DATASET CONTENT:
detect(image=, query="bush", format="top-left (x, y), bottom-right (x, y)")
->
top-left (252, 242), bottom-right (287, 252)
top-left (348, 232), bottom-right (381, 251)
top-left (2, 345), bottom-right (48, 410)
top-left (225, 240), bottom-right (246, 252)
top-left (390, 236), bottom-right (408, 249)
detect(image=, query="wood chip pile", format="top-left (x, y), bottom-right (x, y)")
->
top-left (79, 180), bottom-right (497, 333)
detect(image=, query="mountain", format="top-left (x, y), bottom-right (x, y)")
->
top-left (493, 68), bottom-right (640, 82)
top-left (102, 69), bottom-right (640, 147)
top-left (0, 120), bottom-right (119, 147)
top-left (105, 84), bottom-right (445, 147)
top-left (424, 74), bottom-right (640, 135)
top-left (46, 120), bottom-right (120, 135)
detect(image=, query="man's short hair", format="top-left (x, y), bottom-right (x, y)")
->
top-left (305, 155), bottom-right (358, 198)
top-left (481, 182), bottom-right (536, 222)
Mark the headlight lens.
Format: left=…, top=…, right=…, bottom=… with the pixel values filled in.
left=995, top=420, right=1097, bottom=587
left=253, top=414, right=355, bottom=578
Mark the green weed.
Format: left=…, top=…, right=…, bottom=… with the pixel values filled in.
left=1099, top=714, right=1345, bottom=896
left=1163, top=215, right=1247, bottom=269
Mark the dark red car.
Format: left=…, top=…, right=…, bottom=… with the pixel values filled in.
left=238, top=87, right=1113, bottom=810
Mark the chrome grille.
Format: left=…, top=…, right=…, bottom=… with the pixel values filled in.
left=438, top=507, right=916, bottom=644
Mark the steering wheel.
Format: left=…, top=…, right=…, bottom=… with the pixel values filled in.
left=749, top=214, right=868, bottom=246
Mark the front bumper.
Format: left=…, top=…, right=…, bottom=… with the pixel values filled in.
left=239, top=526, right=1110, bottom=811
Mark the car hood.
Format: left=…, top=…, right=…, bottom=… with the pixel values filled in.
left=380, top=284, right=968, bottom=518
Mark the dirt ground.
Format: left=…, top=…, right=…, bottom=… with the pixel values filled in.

GIVEN EXERCISE: Please copy the records word for word, from the line containing "Mark the car hood." through the final line, including both.

SOLUTION TO THE PROBLEM:
Mark the car hood.
Format: left=…, top=…, right=…, bottom=… with the pixel values filled in.
left=380, top=284, right=968, bottom=518
Mark the dirt ground.
Format: left=…, top=…, right=…, bottom=… with the pixel values filled in.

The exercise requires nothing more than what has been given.